STATED EXERCISE → Reproduce the items from the line with "Highlight zigzag tread marks." through the end of the items, both ends included, along with the requests. Multiply every bounding box coordinate in the answers by 1.7 and round each to a whole number, with halves rounded up, and omit the pictures.

═════ RECORDS SUPPLIED

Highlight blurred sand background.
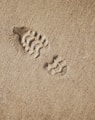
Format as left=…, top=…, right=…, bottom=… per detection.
left=0, top=0, right=95, bottom=120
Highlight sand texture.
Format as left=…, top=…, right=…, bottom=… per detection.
left=0, top=0, right=95, bottom=120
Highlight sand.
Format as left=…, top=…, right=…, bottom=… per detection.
left=0, top=0, right=95, bottom=120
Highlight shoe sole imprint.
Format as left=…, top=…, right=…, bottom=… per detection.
left=13, top=27, right=48, bottom=58
left=44, top=55, right=67, bottom=75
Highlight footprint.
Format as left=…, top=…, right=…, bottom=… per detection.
left=13, top=27, right=48, bottom=58
left=44, top=55, right=67, bottom=75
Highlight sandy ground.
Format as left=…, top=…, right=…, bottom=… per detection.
left=0, top=0, right=95, bottom=120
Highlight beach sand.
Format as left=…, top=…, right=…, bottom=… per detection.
left=0, top=0, right=95, bottom=120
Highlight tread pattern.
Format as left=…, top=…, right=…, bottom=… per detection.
left=13, top=27, right=48, bottom=58
left=44, top=56, right=67, bottom=75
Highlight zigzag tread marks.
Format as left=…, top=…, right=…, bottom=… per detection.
left=14, top=27, right=48, bottom=58
left=46, top=56, right=67, bottom=75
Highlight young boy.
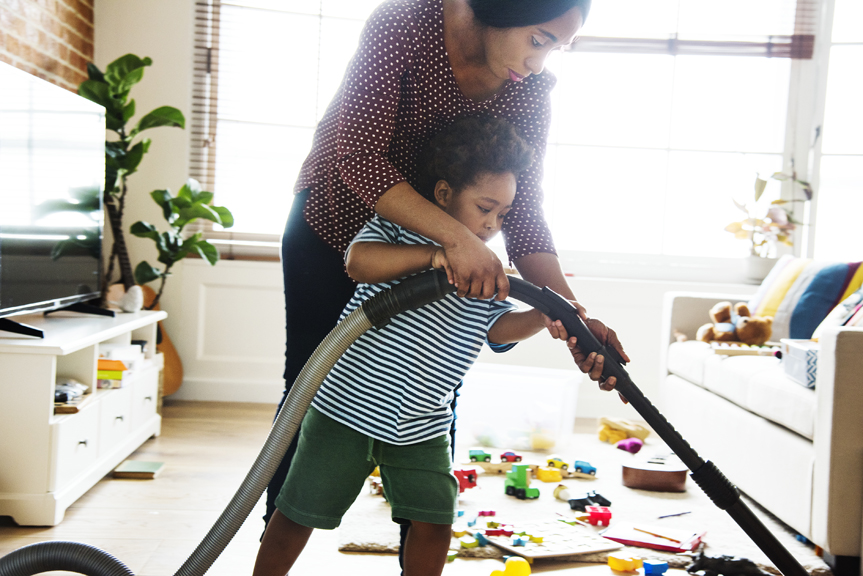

══════════

FINAL ANSWER →
Highlight zigzag tread marks.
Format as left=…, top=…, right=…, bottom=… per detection.
left=24, top=46, right=82, bottom=99
left=78, top=95, right=114, bottom=128
Highlight young boy.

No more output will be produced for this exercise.